Procédure devant la Cour :
Par une requête, enregistrée le 14 février 2018, et deux mémoires complémentaires enregistrés les 20 juillet et 2 août 2018, la société BANCO DE SABADELL, représentée par Me Le Tanneur et MeA..., avocats, demande à la Cour :
1° d'annuler ce jugement ;
2° de prononcer la décharge des impositions en litige ;
3° à titre subsidiaire, de saisir la Cour de justice de l'Union européenne d'une question préjudicielle sur la conformité des dispositions de l'article 235 ter ZAA au principe de liberté d'établissement ;
4° de mettre à la charge de l'État le versement de la somme de 5 000 euros sur le fondement de l'article L. 761-1 du code de justice administrative.

# Défis
**1)** Dans l'extrait sur la procédure devant la Cour, quelle somme la société BANCO DE SABADELL demande-t-elle de mettre à la charge de l'État ?
**2)** Rédigez la suite de l'extrait sur la procédure devant la Cour, à partir de l'endroit où il s'arrête.

# Matériel
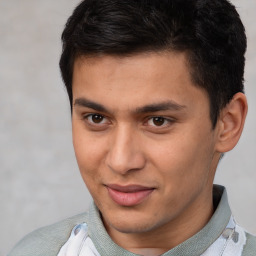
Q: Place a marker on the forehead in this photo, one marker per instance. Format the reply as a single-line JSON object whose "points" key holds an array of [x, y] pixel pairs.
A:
{"points": [[135, 80]]}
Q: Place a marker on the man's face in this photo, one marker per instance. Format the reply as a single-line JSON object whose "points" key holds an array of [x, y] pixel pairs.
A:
{"points": [[143, 140]]}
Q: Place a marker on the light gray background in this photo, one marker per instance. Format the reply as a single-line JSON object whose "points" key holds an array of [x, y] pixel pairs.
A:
{"points": [[39, 179]]}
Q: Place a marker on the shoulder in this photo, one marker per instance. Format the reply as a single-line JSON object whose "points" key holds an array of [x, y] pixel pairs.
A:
{"points": [[47, 240], [250, 246]]}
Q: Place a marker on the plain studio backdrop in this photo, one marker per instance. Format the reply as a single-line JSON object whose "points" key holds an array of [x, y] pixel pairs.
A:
{"points": [[39, 178]]}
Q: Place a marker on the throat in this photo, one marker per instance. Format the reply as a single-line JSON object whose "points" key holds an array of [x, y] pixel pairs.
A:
{"points": [[148, 251]]}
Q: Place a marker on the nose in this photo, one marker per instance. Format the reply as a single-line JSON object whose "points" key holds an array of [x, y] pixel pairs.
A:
{"points": [[125, 151]]}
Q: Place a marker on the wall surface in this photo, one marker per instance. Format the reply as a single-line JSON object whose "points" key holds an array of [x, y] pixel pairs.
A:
{"points": [[39, 179]]}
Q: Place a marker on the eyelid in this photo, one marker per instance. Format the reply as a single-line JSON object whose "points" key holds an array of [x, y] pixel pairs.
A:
{"points": [[168, 119], [87, 116]]}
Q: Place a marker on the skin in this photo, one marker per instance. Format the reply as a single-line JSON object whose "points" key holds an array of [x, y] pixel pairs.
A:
{"points": [[118, 140]]}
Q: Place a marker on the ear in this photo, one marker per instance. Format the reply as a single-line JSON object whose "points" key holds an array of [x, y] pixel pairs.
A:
{"points": [[231, 123]]}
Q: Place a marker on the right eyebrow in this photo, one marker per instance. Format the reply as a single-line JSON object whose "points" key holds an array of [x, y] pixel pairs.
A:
{"points": [[83, 102]]}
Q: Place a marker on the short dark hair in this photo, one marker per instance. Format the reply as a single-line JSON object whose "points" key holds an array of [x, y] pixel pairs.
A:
{"points": [[210, 32]]}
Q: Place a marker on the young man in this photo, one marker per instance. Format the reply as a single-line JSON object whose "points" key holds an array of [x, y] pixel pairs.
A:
{"points": [[156, 94]]}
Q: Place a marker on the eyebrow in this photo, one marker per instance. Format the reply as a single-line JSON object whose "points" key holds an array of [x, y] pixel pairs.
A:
{"points": [[155, 107], [82, 102]]}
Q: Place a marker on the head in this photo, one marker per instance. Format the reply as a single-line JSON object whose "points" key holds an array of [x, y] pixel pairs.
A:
{"points": [[209, 32], [155, 89]]}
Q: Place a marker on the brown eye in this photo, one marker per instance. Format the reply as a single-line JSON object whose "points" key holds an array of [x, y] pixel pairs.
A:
{"points": [[158, 121], [97, 118]]}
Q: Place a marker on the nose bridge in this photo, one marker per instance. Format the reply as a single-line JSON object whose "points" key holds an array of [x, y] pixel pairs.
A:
{"points": [[124, 150]]}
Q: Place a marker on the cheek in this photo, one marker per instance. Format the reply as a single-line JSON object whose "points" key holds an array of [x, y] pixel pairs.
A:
{"points": [[89, 152], [177, 157]]}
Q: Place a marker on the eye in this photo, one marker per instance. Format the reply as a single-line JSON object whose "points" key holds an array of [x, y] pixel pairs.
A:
{"points": [[96, 119], [159, 121]]}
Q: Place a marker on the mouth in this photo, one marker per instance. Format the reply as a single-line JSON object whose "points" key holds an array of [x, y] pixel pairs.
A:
{"points": [[130, 195]]}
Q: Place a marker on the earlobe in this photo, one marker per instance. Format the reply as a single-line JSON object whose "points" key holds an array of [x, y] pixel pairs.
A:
{"points": [[231, 123]]}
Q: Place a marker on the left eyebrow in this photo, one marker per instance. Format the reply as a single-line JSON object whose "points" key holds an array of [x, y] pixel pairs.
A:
{"points": [[167, 105]]}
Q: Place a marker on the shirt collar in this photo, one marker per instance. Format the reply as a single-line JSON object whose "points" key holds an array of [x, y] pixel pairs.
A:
{"points": [[194, 246]]}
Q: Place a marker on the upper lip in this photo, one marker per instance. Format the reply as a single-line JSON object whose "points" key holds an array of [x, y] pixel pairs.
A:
{"points": [[128, 188]]}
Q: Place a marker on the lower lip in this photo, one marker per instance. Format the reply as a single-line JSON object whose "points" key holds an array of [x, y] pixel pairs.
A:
{"points": [[129, 199]]}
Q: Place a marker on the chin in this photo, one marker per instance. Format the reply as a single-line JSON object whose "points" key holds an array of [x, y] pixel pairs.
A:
{"points": [[132, 224]]}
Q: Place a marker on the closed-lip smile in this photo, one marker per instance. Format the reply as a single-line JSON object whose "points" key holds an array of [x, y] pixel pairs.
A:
{"points": [[129, 195]]}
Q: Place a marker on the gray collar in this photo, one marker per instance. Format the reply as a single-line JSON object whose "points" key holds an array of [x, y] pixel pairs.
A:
{"points": [[194, 246]]}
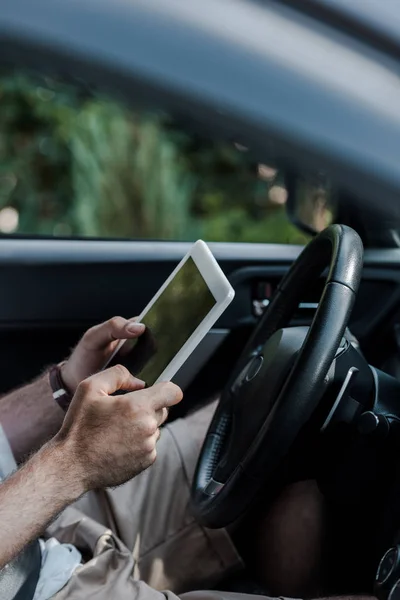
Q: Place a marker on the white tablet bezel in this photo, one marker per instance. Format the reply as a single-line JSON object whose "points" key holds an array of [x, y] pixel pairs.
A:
{"points": [[220, 288]]}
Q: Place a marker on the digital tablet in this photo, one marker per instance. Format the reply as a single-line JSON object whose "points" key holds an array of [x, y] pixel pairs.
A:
{"points": [[177, 318]]}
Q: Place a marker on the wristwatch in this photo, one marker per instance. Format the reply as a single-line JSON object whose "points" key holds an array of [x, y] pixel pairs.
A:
{"points": [[61, 394]]}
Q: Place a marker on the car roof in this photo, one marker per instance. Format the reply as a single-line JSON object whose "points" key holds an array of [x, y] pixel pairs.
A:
{"points": [[300, 86], [376, 22]]}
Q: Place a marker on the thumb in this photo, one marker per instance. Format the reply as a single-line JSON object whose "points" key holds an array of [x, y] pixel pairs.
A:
{"points": [[163, 395]]}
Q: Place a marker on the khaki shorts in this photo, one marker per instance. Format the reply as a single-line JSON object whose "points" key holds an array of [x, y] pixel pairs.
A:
{"points": [[141, 538]]}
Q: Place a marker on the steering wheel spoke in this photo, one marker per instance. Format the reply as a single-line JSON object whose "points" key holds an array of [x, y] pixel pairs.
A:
{"points": [[278, 381]]}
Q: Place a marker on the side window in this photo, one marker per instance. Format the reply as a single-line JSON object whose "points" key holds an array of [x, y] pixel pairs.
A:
{"points": [[79, 164]]}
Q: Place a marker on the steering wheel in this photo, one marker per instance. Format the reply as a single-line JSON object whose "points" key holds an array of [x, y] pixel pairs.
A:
{"points": [[278, 381]]}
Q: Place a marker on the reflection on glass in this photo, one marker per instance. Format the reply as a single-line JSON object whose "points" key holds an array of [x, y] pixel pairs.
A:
{"points": [[315, 205]]}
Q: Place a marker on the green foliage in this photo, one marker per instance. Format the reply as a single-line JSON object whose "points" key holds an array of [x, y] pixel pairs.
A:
{"points": [[74, 164]]}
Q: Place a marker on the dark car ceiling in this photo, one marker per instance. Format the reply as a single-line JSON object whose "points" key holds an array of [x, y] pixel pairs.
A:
{"points": [[265, 74], [374, 22]]}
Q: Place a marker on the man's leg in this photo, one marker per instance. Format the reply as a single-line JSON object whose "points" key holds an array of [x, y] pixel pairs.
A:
{"points": [[150, 517]]}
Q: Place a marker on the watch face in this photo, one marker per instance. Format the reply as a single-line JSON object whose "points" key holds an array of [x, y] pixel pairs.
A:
{"points": [[386, 565], [395, 591]]}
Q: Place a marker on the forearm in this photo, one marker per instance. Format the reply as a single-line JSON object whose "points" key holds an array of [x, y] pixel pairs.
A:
{"points": [[32, 497], [30, 417]]}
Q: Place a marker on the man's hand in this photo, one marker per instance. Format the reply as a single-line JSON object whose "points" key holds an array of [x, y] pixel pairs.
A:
{"points": [[96, 347], [104, 441], [112, 438]]}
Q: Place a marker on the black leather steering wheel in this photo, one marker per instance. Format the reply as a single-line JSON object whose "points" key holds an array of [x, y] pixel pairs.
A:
{"points": [[278, 381]]}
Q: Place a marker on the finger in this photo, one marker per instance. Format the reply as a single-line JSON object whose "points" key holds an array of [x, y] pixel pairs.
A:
{"points": [[161, 415], [116, 328], [114, 379], [164, 395]]}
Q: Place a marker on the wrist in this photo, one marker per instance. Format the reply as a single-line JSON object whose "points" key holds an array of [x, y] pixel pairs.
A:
{"points": [[69, 381], [64, 469]]}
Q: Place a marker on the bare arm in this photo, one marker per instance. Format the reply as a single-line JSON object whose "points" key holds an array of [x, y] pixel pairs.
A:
{"points": [[104, 441], [33, 496], [30, 416]]}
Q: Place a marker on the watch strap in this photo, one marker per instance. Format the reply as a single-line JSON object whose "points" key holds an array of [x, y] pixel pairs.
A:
{"points": [[61, 394]]}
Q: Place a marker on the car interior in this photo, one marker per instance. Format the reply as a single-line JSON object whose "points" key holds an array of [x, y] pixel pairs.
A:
{"points": [[338, 350]]}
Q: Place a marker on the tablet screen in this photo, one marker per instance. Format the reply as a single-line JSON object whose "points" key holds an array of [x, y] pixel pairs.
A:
{"points": [[170, 322]]}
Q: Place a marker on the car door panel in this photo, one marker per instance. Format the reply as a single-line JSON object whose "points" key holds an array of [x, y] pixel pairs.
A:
{"points": [[55, 289]]}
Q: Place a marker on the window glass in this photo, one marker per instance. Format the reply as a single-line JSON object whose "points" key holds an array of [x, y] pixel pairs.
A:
{"points": [[74, 163]]}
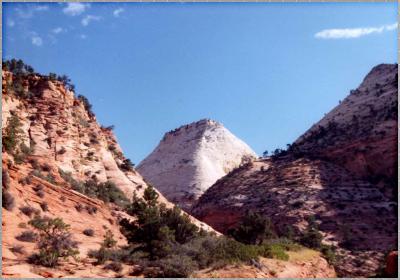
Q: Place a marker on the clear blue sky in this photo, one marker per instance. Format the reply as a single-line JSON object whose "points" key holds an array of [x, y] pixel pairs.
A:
{"points": [[266, 71]]}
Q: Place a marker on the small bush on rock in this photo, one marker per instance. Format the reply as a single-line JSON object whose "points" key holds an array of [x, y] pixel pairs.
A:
{"points": [[8, 201], [27, 236], [29, 211], [88, 232], [55, 241]]}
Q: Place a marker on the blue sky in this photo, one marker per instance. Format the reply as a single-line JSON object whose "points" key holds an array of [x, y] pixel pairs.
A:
{"points": [[266, 71]]}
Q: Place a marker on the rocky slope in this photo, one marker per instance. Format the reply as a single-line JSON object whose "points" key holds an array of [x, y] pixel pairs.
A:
{"points": [[340, 172], [189, 159], [57, 146], [361, 132], [302, 264]]}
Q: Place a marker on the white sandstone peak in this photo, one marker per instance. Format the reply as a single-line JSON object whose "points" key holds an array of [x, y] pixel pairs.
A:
{"points": [[191, 158]]}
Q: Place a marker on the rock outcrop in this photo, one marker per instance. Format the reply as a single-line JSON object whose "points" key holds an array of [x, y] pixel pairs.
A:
{"points": [[56, 146], [340, 172], [361, 132], [189, 159]]}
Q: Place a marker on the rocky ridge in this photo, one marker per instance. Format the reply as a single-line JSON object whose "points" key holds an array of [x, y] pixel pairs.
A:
{"points": [[340, 172]]}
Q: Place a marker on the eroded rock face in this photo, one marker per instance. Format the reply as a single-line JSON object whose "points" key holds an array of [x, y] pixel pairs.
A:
{"points": [[62, 136], [361, 132], [340, 174], [191, 158], [59, 129]]}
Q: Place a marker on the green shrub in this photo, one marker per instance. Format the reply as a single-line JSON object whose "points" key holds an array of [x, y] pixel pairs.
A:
{"points": [[114, 266], [27, 236], [55, 241], [88, 232], [17, 249], [311, 237], [5, 179], [329, 254], [109, 241], [29, 210], [8, 201], [254, 229], [127, 165], [44, 206], [172, 266], [86, 104], [12, 134]]}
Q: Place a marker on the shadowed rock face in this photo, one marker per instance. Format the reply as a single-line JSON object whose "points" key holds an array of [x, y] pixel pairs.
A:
{"points": [[66, 135], [63, 136], [342, 174], [191, 158]]}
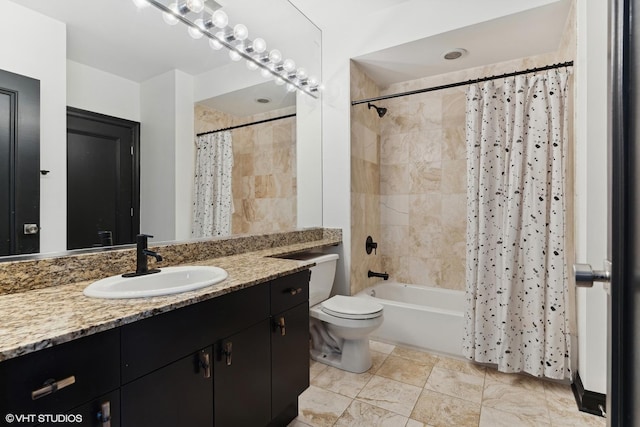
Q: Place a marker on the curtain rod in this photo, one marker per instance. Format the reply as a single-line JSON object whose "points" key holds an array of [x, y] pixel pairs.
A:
{"points": [[464, 83], [247, 124]]}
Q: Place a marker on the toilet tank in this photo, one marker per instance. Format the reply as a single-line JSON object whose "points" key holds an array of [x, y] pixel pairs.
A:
{"points": [[322, 274]]}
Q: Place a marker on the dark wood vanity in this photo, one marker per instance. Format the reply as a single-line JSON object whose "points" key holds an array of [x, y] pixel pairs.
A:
{"points": [[239, 359]]}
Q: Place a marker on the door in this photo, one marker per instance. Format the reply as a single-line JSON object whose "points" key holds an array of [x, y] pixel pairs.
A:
{"points": [[623, 392], [242, 378], [19, 164], [179, 394], [102, 180]]}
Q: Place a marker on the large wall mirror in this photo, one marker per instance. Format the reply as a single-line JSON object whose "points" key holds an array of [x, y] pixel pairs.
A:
{"points": [[111, 58]]}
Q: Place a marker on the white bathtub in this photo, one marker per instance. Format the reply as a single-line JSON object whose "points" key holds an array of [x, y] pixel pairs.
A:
{"points": [[419, 316]]}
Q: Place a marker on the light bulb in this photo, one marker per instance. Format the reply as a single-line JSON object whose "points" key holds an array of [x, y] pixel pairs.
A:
{"points": [[275, 56], [195, 6], [140, 4], [240, 32], [215, 44], [170, 18], [289, 65], [219, 19], [259, 45], [235, 56], [196, 32]]}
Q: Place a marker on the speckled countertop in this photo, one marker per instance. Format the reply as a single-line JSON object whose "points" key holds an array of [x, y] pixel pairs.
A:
{"points": [[40, 318]]}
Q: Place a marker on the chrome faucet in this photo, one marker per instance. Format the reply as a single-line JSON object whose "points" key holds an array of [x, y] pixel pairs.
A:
{"points": [[142, 252]]}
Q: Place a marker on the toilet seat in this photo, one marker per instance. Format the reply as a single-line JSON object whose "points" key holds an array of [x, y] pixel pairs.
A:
{"points": [[351, 307]]}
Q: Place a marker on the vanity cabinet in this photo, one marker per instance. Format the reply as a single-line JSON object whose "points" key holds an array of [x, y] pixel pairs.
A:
{"points": [[58, 379], [240, 359]]}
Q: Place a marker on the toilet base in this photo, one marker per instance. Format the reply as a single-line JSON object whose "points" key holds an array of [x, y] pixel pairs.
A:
{"points": [[355, 356]]}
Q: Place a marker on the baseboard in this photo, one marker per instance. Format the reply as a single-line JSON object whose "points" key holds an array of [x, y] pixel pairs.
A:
{"points": [[588, 401]]}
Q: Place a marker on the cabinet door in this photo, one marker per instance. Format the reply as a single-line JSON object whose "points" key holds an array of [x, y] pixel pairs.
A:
{"points": [[180, 394], [289, 357], [242, 381]]}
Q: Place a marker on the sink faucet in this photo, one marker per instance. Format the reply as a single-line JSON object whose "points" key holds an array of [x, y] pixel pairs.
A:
{"points": [[142, 252]]}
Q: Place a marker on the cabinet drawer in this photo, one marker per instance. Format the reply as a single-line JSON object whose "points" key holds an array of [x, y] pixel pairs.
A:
{"points": [[289, 291], [90, 366], [152, 343]]}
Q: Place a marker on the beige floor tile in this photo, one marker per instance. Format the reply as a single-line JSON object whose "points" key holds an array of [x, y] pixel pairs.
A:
{"points": [[442, 410], [420, 356], [381, 347], [516, 400], [490, 417], [456, 384], [316, 368], [360, 414], [461, 366], [523, 381], [390, 395], [377, 359], [405, 370], [320, 408], [346, 383]]}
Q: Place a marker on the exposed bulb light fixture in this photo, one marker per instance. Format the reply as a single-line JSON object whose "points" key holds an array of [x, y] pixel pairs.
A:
{"points": [[235, 38]]}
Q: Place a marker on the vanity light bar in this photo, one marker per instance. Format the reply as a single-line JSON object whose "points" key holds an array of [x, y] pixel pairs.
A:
{"points": [[297, 79]]}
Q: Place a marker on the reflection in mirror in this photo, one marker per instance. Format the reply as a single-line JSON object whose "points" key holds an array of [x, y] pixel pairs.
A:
{"points": [[135, 67]]}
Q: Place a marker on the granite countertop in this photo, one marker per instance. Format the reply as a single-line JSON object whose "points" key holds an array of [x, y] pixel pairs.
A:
{"points": [[41, 318]]}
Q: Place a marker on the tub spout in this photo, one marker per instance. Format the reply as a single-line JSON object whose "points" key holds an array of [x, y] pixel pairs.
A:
{"points": [[384, 276]]}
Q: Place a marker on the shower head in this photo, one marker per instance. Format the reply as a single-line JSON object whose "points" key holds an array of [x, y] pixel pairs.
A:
{"points": [[381, 111]]}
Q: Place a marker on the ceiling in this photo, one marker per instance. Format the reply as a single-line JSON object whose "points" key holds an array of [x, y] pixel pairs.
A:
{"points": [[532, 32]]}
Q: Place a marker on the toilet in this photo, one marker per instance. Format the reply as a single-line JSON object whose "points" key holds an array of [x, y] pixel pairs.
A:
{"points": [[340, 325]]}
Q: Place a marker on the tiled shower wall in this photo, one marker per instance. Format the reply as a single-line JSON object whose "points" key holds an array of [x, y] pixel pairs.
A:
{"points": [[422, 173], [365, 182], [264, 169]]}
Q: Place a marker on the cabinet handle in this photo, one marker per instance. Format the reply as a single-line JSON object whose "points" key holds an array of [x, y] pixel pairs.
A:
{"points": [[51, 386], [205, 363], [104, 416], [281, 324], [228, 349]]}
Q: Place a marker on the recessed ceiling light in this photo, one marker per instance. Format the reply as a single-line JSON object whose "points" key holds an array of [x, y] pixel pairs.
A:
{"points": [[454, 54]]}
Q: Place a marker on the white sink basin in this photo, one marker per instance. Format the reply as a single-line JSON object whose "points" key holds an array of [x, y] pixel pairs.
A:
{"points": [[170, 280]]}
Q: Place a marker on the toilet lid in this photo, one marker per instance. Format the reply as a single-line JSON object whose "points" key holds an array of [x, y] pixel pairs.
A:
{"points": [[351, 307]]}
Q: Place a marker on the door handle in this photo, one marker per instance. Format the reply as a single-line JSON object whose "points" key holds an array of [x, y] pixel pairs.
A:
{"points": [[585, 275]]}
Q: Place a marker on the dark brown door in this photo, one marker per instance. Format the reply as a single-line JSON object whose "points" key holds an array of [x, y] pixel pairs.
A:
{"points": [[623, 394], [19, 164], [102, 179]]}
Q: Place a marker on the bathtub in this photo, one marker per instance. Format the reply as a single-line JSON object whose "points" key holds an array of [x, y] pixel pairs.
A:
{"points": [[419, 316]]}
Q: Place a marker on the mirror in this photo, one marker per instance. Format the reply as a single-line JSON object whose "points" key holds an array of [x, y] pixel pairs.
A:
{"points": [[109, 57]]}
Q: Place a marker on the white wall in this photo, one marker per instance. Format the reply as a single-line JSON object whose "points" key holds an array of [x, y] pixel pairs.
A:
{"points": [[166, 156], [405, 22], [95, 90], [38, 50], [591, 188], [185, 154], [157, 166]]}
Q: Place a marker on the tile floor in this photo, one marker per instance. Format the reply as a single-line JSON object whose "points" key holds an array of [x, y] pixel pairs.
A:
{"points": [[411, 388]]}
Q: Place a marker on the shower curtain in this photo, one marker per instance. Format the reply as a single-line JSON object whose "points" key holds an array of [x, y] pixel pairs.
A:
{"points": [[516, 280], [213, 203]]}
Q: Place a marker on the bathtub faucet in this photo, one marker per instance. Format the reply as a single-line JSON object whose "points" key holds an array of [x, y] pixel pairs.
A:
{"points": [[385, 276]]}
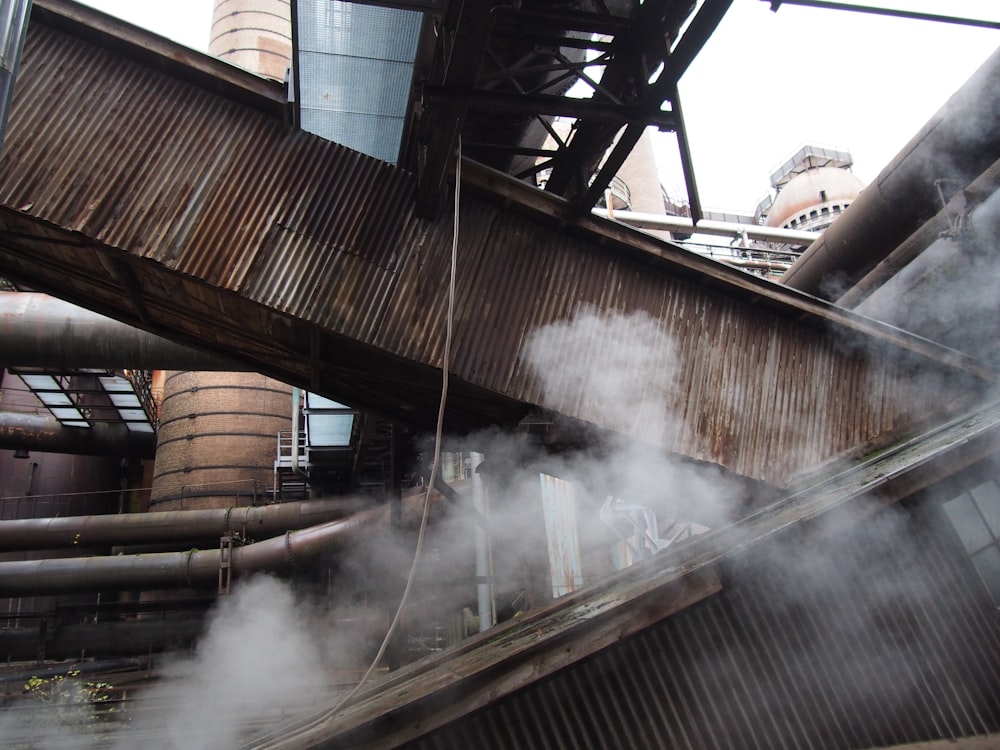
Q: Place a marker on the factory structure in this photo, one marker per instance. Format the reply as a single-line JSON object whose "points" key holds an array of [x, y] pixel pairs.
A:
{"points": [[436, 360]]}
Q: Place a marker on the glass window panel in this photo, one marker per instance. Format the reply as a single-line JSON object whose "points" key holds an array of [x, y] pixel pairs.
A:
{"points": [[40, 382], [66, 414], [55, 399], [967, 522]]}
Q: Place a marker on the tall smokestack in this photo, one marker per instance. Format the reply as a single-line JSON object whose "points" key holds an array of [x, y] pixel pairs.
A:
{"points": [[255, 35]]}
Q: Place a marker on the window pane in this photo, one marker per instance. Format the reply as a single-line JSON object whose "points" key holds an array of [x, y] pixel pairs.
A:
{"points": [[987, 497], [967, 522]]}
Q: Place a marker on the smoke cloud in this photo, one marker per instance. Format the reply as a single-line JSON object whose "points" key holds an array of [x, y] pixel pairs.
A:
{"points": [[264, 658]]}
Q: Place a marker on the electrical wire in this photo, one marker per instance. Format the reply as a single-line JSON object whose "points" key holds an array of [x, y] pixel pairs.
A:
{"points": [[435, 464]]}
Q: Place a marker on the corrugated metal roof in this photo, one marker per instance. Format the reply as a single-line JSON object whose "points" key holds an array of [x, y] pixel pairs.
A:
{"points": [[894, 641], [821, 627], [150, 198]]}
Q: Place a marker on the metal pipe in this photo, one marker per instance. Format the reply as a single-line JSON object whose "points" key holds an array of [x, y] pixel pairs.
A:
{"points": [[928, 233], [44, 433], [958, 144], [191, 569], [892, 12], [707, 226], [260, 522], [37, 330], [484, 555], [104, 638]]}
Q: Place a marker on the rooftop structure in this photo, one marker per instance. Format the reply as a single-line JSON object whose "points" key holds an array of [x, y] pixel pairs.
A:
{"points": [[770, 515]]}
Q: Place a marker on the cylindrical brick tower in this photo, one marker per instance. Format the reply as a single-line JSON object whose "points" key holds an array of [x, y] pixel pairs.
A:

# Corrigés des exercices
**1)** La somme de 5 000 euros.

**2)**
Elle soutient que :
- les dispositions de l'article 235 ter ZAA du code général des impôts, qui sont à l'origine d'une différence de traitement entre la succursale et la filiale d'une société étrangère et compromettent la liberté de choisir la forme juridique la plus appropriée pour l'exercice d'une activité dans un autre État membre, introduisent une restriction à la liberté d'établissement garantie par l'article 49 du Traité sur le fonctionnement de l'Union européenne ; une plainte pour manquement au droit de l'Union Européenne par la République française a au demeurant été déposée devant la Commission européenne le 14 mars 2018 ;
- la position de l'administration est contraire à la clause de non-discrimination figurant au 2 de l'article 25 de la convention fiscale franco-espagnole.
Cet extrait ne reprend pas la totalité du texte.